> Aim of the exercise:
Please output the entries below from the line that contains "of the calm" through the final line, reproduced exactly and alone.
____ Data section
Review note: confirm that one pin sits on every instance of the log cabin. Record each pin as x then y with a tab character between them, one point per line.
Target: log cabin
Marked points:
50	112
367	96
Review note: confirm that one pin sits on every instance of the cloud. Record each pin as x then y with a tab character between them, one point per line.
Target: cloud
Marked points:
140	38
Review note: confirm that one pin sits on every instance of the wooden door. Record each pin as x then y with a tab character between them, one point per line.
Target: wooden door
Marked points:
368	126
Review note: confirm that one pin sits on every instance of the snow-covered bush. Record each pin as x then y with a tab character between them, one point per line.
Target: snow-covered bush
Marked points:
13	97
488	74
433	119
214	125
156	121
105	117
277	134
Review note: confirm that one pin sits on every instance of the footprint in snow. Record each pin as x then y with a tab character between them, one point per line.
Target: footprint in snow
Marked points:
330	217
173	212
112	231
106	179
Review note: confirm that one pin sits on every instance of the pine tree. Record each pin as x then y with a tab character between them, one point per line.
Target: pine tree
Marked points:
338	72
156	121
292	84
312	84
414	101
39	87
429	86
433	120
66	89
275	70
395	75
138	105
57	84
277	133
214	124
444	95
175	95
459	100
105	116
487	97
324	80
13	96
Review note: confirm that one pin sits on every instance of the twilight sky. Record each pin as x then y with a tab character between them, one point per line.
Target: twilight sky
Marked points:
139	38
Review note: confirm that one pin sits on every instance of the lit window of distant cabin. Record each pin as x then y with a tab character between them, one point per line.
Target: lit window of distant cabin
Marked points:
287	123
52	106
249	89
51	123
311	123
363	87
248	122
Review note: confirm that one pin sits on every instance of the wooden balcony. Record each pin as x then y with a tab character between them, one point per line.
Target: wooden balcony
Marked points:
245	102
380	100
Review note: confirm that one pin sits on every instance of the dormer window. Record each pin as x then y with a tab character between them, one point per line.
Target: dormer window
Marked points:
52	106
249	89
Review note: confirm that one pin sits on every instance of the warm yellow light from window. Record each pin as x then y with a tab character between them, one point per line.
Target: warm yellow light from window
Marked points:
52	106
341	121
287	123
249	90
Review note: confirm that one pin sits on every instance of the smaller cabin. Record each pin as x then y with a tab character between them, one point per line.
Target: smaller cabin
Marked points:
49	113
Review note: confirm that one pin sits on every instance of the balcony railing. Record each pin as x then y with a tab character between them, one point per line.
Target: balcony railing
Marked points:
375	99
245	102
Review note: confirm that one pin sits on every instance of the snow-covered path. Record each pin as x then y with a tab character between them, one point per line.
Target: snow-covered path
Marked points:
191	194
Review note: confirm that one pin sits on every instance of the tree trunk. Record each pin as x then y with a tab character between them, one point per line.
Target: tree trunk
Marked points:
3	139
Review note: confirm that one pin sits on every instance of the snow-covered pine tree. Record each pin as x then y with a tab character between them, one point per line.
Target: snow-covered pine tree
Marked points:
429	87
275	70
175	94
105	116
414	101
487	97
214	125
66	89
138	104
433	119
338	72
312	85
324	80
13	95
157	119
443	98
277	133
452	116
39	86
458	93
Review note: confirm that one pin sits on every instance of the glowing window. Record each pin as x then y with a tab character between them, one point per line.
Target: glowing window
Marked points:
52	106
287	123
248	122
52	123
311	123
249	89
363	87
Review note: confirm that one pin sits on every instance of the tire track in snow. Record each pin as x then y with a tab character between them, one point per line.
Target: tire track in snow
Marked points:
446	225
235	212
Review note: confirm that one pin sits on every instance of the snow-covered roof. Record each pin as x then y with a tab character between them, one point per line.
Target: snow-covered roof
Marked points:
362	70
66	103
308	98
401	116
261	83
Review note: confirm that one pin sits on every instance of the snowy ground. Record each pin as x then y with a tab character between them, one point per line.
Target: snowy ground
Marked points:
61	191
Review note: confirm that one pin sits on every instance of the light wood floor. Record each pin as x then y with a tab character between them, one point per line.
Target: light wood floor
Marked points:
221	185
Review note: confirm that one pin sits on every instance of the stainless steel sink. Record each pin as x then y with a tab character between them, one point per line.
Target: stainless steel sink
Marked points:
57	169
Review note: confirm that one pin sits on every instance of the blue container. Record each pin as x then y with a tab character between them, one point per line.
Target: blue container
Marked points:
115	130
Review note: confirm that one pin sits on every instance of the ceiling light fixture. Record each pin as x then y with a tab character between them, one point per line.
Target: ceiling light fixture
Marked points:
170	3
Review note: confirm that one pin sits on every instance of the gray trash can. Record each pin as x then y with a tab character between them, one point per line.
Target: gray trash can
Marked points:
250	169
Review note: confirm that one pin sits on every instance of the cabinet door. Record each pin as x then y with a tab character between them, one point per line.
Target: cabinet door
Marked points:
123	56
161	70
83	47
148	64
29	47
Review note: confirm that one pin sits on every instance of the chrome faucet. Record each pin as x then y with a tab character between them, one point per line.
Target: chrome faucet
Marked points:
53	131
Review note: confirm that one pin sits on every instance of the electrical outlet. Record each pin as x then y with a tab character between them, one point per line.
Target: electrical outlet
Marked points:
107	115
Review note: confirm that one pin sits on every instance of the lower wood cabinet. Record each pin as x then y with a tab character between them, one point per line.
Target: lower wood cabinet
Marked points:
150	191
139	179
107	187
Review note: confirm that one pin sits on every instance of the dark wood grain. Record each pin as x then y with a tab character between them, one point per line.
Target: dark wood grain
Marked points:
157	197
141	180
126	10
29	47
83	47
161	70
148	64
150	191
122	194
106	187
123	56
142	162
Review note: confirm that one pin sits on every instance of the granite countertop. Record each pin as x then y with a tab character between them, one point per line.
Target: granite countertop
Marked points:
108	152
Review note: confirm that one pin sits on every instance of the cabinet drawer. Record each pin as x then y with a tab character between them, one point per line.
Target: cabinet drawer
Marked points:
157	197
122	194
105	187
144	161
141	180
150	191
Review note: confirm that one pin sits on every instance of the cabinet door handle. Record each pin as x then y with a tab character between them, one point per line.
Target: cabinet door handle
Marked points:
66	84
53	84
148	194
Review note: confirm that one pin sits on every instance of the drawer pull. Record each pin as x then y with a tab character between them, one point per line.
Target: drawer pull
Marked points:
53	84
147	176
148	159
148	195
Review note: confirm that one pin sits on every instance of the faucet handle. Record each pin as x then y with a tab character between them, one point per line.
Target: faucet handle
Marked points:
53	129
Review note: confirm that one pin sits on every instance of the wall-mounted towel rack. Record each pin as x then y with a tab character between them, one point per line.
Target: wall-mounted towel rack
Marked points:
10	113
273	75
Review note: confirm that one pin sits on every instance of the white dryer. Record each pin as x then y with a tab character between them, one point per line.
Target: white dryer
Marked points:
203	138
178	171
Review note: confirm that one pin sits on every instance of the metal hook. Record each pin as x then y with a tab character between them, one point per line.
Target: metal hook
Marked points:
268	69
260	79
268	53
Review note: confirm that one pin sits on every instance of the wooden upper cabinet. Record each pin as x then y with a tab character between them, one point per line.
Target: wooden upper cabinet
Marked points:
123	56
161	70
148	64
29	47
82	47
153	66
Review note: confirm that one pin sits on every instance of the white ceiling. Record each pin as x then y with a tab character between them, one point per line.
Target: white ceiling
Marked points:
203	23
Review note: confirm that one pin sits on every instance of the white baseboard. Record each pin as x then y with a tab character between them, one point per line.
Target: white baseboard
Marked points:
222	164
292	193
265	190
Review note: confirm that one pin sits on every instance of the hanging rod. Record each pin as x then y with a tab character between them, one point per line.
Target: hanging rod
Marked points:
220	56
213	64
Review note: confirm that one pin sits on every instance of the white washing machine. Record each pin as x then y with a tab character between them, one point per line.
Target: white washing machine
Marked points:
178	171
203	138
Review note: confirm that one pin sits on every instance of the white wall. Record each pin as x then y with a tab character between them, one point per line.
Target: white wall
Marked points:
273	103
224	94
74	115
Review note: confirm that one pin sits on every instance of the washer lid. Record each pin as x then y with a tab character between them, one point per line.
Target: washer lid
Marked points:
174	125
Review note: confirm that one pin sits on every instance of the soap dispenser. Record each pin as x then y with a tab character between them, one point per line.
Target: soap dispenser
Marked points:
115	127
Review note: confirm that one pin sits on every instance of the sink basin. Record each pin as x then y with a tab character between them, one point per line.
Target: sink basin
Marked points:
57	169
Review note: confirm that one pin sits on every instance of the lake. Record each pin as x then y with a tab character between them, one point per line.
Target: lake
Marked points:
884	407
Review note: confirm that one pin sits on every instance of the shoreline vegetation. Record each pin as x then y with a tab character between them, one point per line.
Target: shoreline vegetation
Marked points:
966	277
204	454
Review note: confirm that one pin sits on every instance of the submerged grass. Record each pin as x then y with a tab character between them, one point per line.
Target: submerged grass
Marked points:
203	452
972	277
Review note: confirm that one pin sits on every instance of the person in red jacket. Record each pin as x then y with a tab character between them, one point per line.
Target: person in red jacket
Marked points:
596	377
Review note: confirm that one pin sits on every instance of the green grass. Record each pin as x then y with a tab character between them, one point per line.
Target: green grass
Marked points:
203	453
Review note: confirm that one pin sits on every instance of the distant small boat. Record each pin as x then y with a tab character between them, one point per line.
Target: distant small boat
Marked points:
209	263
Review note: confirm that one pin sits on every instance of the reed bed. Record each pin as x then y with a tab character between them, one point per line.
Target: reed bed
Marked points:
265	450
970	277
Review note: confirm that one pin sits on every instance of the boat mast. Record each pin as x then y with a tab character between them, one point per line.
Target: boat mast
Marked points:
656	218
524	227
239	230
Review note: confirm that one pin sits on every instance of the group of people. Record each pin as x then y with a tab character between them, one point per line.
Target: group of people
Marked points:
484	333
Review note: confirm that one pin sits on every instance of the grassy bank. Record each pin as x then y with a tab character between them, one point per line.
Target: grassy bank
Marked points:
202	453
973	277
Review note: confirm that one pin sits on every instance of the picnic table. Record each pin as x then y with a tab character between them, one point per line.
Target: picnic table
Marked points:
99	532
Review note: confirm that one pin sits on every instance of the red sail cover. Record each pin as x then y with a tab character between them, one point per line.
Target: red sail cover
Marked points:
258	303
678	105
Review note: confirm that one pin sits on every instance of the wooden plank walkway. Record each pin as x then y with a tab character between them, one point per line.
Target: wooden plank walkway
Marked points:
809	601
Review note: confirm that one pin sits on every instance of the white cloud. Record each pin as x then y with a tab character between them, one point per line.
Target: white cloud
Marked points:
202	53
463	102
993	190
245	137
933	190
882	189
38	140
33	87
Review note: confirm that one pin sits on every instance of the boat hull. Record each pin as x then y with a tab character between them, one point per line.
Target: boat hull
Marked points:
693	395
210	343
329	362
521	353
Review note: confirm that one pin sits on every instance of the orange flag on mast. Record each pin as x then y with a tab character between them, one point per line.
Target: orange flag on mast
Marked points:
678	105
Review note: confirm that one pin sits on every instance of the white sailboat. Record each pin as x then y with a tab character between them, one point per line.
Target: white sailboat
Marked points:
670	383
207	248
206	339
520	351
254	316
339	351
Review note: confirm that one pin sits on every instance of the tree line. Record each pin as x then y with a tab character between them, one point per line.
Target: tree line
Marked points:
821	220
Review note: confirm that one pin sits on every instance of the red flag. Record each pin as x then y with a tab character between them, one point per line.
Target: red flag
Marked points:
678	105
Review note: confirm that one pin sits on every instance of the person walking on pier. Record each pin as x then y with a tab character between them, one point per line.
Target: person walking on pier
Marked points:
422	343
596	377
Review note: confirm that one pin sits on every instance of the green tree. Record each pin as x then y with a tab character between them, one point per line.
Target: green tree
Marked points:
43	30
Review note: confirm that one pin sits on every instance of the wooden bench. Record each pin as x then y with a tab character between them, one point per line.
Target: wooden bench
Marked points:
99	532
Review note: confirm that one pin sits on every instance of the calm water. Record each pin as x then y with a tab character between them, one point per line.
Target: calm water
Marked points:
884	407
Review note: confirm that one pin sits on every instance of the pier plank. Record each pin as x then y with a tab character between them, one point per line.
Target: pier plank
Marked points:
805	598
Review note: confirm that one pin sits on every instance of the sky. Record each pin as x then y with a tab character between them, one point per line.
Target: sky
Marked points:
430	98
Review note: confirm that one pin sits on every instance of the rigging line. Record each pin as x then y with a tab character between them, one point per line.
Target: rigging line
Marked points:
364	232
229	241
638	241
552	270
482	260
________
> Result of the task:
Review note: confirm that one pin sits on every instance of the calm water. Record each pin as x then y with a tab character between them, one point per line.
Target: calm water
Marked points:
884	407
Review note: confirm that one pin sits on every instance of the pier plank. Record each pin as x then y with a tab character between them, one point per line.
Target: pier plank
Marked points:
805	598
Review note: confirm that one pin sits on every instance of the sky. Record each pin as x then y with a tab character between them, one point per line.
Target: sky
Marked points:
430	98
Review note: confirm that one pin sits on every instance of the rigging line. Record each pin as x then y with a tab character between them, one point per line.
Target: rigging line
Marked points:
364	232
229	241
638	241
552	270
482	260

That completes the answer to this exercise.